- [Selected excerpt]:
──────

# TSF IRC room.



## screen317 (Mar 23, 2006)

Well the topic has been addressed in the past (year or two ago), and I thought I'd bring it up for discussion.

Since the TSF Chat Room gives me a 404 error, would it be feasible to create an irc channel for TSF?


----------



## carsey (Aug 19, 2006)

What would be discussed in the IRC room?


----------



## Guest (Dec 28, 2007)

Things such as Hardware Help, MS Support, that kind of stuff? It gives another way to gain access to our never ending support options :grin:


----------



## carsey (Aug 19, 2006)

Discussed here and was decided that its not efficient for future reference as explained here:

http://www.techsupportforum.com/f36/chat-system-205961.html


----------



## Guest (Dec 28, 2007)

I read it, thanks carsey :smile:.

Also we have a chat room!! Why didn't I know about this :grin:. Can someone give me instruction for me to get there or a link.


----------



## carsey (Aug 19, 2006)

I think its gone now.


----------



## oddball2910 (Dec 20, 2006)

How come the preexisting chat is gone now? lack of interest, or did people *such as myself* just not know about it?


----------



## carsey (Aug 19, 2006)

Not many staff used it and the reasons in the thread i gave a link to.


----------



## screen317 (Mar 23, 2006)

Thanks for all of the information everyone.

──────

- [Data shown]:
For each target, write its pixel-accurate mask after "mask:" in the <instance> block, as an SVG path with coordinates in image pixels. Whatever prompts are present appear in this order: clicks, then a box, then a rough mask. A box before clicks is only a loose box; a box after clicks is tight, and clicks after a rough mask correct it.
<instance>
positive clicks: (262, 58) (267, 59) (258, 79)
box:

──────

- [Directions]:
• A. Copy the IRC room thread from "Not many staff" to "the information everyone.", swapping "staff" for "members".
• B. Carry on the IRC room thread from its final post.
These lines come from a separate source.

- [Task-by-task results]:
• A.
Not many members used it and the reasons in the thread i gave a link to.


----------



## screen317 (Mar 23, 2006)

Thanks for all of the information everyone.

• B.
----------



## oddball2910 (Dec 20, 2006)

Doesn't mean you cant have a chat room just to talk, after all the forum does have lots social aspects to it. In addition, lots of members would be more than willing to point someone who wanted help in the right direction if they were unsure of where to go.


----------



## carsey (Aug 19, 2006)

It could also be used for spammers advertising things.


----------



## Done_Fishin (Oct 10, 2006)

I've seen this idea about using chat rooms in other groups and forums .. and it never seems to have worked in any of them.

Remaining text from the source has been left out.